--- Source text ---

Medtronic to buy out Medicrea, seeking spinal surgery boost
- Medtronic announced Wednesday it intends to acquire French spinal surgery technology company Medicrea through an all-cash tender offer. The deal is expected to close by the end of this calendar year and Medtronic expects the deal to boost earnings come fiscal year 2023.
- Medtronic believes the addition of Medicrea’s AI-driven surgical planning tools and 3D-printed personalized spinal implants will bolster its position in spine surgery, which it’s grown since integrating Mazor Robotics over the last year and a half.
- It’s Medtronic’s first publicly announced acquisition since the COVID-19 pandemic took hold. Although Medtronic is facing a drop in sales due to deferred elective procedures in recent months, CEO Geoff Martha has indicated the company won’t abandon its intent to do more tuck-in deals and will look to be opportunistic while asset prices are down.
Medtronic is continuing its streak of bolstering its surgery businesses through M&A and outside partnerships. This year alone, the company announced the acquisition of British surgical tools company Digital Surgery, as well as a licensing and development agreement with Canadian robotics developer Titan Medical.
Similar to the Digital Surgery acquisition, Medtronic’s interest in Medicrea appears to be driven largely by AI capabilities. Among Medicrea’s key products is its UNiD ASI pre-procedure platform for surgeons that the company says uses predictive modeling algorithms to measure and digitally reconstruct a patient’s spine.
Based in Lyon, France, where it 3D prints patient-specific titanium implants, Medicrea says it has 175 employees worldwide, include a contingent in New York City, and has more than 30 FDA-cleared implant products.

--- Material supplied ---

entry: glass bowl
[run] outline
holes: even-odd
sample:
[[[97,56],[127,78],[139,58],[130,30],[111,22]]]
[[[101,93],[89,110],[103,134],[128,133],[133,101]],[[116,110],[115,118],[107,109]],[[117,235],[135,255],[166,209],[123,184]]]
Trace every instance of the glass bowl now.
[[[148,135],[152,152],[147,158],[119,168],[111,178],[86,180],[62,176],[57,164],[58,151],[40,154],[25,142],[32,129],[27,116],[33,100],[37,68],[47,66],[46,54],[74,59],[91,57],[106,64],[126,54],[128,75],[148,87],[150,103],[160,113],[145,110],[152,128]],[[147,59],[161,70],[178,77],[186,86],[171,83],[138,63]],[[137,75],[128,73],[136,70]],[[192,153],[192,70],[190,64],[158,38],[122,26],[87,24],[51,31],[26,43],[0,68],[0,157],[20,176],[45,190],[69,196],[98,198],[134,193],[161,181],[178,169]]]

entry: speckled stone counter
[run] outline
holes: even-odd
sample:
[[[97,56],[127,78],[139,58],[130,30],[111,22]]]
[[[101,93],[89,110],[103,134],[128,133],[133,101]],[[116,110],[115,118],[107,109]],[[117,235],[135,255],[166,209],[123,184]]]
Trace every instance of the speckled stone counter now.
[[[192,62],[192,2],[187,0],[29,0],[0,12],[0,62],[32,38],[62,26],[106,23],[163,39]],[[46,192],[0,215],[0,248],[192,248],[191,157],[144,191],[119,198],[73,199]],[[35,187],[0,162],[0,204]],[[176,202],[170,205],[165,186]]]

---

> [Exercise A]: Decide whether each statement agrees with the article on Medtronic's Medicrea deal: (i) Medtronic plans to buy Medicrea through an all-cash tender offer; (ii) Medtronic expects the deal to boost earnings in fiscal year 2022; (iii) Medicrea has more than 300 employees worldwide. For each, answer yes or no and quote the words of the article that decide it.
> [Exercise B]: Copy the part of the Medicrea article starting at "Medtronic to buy" and ending at "fiscal year 2023.".

> [Response box A]:
(i) Yes: "it intends to acquire French spinal surgery technology company Medicrea through an all-cash tender offer"
(ii) No: "Medtronic expects the deal to boost earnings come fiscal year 2023"
(iii) No: "Medicrea says it has 175 employees worldwide"

> [Response box B]:
Medtronic to buy out Medicrea, seeking spinal surgery boost
- Medtronic announced Wednesday it intends to acquire French spinal surgery technology company Medicrea through an all-cash tender offer. The deal is expected to close by the end of this calendar year and Medtronic expects the deal to boost earnings come fiscal year 2023.